_Direction 1_. Summarize the post below about a troubled marriage in two sentences.
_Direction 2_. According to the post below about a troubled marriage, when did the husband stop walking the dogs?

_Reading passage_.
We have a mediation the following Monday. We had a trial last week. He then wrote me horrible texts and emails calling me a user because I asked him to invest in a stock that went through the roof years later. He said it was his money, not mine, henceforth, I am a user.
He came home two days later as nothing happened and walked our dogs and advised me how to handle them better. They are rotts and are very protective. They probably sensed his emotional instability and stepped up for him. They do the same with me when I am down. I have to get myself together when walking them.
He stopped walking our dogs two years ago. He ignores them 90% of the time. His spending time with them is DIFFERENT.
I told him thanks for thinking of caring.
In the court and this past weekend, he actually looked me in the eyes and held it.
One thing we had in common in court, was red eyes. We both cried.
Before this started in 2019 he came to bed and almost under me said, "Sammy, I am afraid of becoming angry like my dad." I was like that will never happen. I didn't know the storm coming.
I am at my witts end.
Not delusional. I know he still loves me. I feel his love. He's having an affair with someone on his job. He's had other affairs. I was in a depression with my dad, and two uncles dying back to back.
I am out and dealing with his stuff. I had to pick my battles.
Not sure what's my question. Maybe I am looking for a magic bullet to get him out of the tunnel.
When he left he was back to being mad at me Sunday.
He has shown signs he wants back in like leaving clues, however, he hasn't ended it with OW.

_Information provided_.
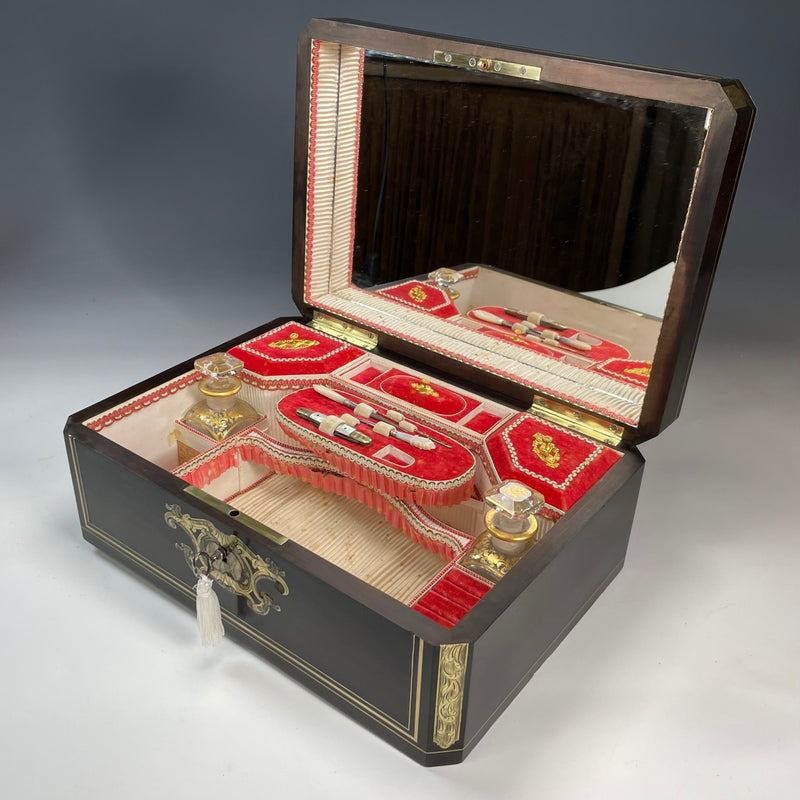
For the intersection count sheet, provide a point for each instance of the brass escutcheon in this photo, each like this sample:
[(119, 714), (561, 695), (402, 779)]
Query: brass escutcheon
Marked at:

_Final result 1_. The writer's husband, after a trial and shortly before their mediation, sent horrible texts and emails calling the writer a user, then came home two days later as if nothing had happened and walked their dogs. The writer believes he still loves them even though he is having an affair with someone at his job, and is looking for a magic bullet to get him out of the tunnel.

_Final result 2_. Two years ago.